→ **What to work on**: Send back every line of the data exactly.

→ **Listed entries**:
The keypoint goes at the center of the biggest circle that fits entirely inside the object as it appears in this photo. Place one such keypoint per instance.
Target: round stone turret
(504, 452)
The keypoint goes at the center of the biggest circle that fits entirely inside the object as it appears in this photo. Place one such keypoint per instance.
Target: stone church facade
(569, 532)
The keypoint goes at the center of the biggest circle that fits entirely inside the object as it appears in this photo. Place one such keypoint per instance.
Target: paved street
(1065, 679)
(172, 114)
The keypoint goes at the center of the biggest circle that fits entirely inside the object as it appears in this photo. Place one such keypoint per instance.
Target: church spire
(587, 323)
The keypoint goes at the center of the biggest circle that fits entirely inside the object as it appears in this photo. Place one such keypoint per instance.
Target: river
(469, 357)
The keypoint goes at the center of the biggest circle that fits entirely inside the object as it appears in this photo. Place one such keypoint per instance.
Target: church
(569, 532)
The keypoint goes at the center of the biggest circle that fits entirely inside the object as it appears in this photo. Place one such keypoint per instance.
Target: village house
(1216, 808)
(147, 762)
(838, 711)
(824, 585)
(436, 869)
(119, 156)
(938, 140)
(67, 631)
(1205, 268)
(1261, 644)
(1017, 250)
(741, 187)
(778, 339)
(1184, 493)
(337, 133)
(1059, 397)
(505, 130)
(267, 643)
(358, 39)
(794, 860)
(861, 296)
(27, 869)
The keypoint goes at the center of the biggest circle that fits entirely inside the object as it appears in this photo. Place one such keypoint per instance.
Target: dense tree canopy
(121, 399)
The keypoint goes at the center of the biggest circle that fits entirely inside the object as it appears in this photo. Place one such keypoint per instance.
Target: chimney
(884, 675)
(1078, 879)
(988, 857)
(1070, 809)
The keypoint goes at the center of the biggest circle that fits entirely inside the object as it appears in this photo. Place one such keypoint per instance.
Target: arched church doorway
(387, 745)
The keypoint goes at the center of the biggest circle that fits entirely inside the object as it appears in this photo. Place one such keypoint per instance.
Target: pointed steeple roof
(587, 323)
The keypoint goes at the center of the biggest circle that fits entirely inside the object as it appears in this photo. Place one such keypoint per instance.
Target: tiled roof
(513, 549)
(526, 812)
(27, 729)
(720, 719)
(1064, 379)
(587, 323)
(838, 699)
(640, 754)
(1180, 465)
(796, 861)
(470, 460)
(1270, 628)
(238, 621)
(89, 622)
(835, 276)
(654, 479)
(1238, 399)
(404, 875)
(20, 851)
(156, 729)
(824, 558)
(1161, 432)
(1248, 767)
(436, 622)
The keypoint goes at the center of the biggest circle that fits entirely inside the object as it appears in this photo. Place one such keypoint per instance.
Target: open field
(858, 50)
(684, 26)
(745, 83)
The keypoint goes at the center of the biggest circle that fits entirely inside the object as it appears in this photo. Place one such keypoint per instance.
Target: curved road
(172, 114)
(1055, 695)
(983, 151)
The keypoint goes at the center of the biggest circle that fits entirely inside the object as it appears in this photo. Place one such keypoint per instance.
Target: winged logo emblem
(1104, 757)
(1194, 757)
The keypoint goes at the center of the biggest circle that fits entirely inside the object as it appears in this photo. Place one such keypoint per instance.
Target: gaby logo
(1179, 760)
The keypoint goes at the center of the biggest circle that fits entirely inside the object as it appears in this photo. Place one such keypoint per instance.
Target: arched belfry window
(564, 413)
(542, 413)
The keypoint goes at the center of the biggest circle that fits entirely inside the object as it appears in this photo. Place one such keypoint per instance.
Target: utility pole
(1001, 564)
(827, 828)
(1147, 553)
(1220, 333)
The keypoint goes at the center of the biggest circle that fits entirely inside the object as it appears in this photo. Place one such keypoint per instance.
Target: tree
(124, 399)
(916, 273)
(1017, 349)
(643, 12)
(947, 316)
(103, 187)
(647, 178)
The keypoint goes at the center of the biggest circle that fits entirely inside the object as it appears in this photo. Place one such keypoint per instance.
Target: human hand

→ **Task output**:
The keypoint goes at the center of the biggest circle that fits entirely inside the object as it appears in this photo. Place one such keypoint per instance.
Target: round stone turret
(504, 452)
The keypoint goes at the center of the biggest circle that fits entirely inside the object as it appears in this photo. Place one such keypoint per instance.
Target: stone church facade
(569, 532)
The keypoint goes at the center of the biggest circle that fits entirely inside the object as it appears in this photo. Place one such keypoint per instance.
Target: paved street
(1065, 679)
(172, 114)
The keypoint goes at the center of the biggest circle that fits entirely inside the object as it appears in this photo. Place one such keypoint per instance.
Target: church spire
(587, 323)
The keypoint goes at the center of the biggest circle that fits entirely inside the object as it appears in this photo. Place one such keypoint per instance.
Target: river
(469, 357)
The keypoint goes at the center of the biggest circle that fits entirely inside the object as it appears in this photo. Place one such keypoint per instance.
Target: church
(569, 532)
The keypoint goes at the center of the biggest circle that fits entirely inside the object as it appears in this photo. Place one such keypoint per instance.
Target: village house
(1216, 808)
(147, 762)
(838, 711)
(824, 585)
(436, 869)
(119, 156)
(938, 140)
(67, 631)
(1205, 268)
(1261, 644)
(1017, 250)
(741, 187)
(778, 339)
(1184, 493)
(337, 133)
(1059, 397)
(505, 130)
(267, 643)
(358, 39)
(794, 860)
(861, 296)
(27, 869)
The keypoint goes at the center of the biggest circle that fits entirely inside the object as it appears in this photo. Place one such keypoint per instance.
Target: dense tree canopy
(121, 399)
The keypoint goes at the center of the biggest circle that fits entirely inside the object as it appears in this photo. Place one such keypoint per instance.
Target: chimney
(884, 675)
(1078, 879)
(988, 857)
(1070, 809)
The keypoint goes at the center of the biggest circle that fits entirely inside the object as it appears in this photo. Place one such keypoint per instance.
Target: arched church doorway
(387, 745)
The keypoint goes at the center of the biggest circle that fits entirely inside the object as it appears in this photo. Place one such keypoint per instance.
Target: pointed steeple roof
(587, 323)
The keypoint goes at the center of the biggest circle that fits entirely inside the object as it appears in this photo. Place one such keypoint per instance.
Target: tiled roof
(513, 549)
(526, 812)
(27, 729)
(720, 719)
(1064, 379)
(587, 323)
(838, 699)
(640, 754)
(1180, 465)
(796, 861)
(470, 460)
(1270, 628)
(238, 621)
(89, 622)
(835, 276)
(654, 479)
(1238, 399)
(404, 875)
(20, 851)
(156, 729)
(824, 558)
(1161, 432)
(1248, 767)
(436, 622)
The keypoint goes at the center of the biggest circle that fits entirely inside the object as it appears in this photo. Place one such keypoint per instance.
Target: open field
(858, 50)
(684, 26)
(745, 83)
The keypoint goes at the center of the biggest circle that fits entirely inside the object as it appears in this photo. Place one such keypoint per instance.
Target: curved road
(172, 114)
(1055, 695)
(983, 151)
The keypoint goes at the center of the biggest circle that fits entirely inside the object as it appears in this photo. Place one such keypoint per instance.
Target: winged logo emblem
(1104, 757)
(1194, 757)
The keypoint goes at the center of the biggest circle that fits entirely inside the object as it appears in this photo. Place one such keypoint per instance.
Target: gaby logo
(1179, 760)
The keypoint goes at the center of the biggest circle that fits entirely inside the object as it appears in this photo. Place one such keypoint per instance.
Target: arched belfry window
(564, 413)
(542, 413)
The keypoint goes at the center of the biggest circle that fits entirely inside the object as it appears in this photo. Place one such keypoint per instance.
Target: utility pole
(1001, 564)
(827, 828)
(1147, 553)
(1220, 333)
The keypoint goes at the center of the biggest circle that fits entirely inside the object as it appears in this photo. Place one such keypoint per instance.
Target: tree
(124, 399)
(916, 273)
(1017, 349)
(643, 12)
(947, 316)
(103, 187)
(647, 178)
The keypoint goes at the center of the biggest circle that fits entirely inside the object as it appears in this photo. Place one such keypoint per instance.
Target: human hand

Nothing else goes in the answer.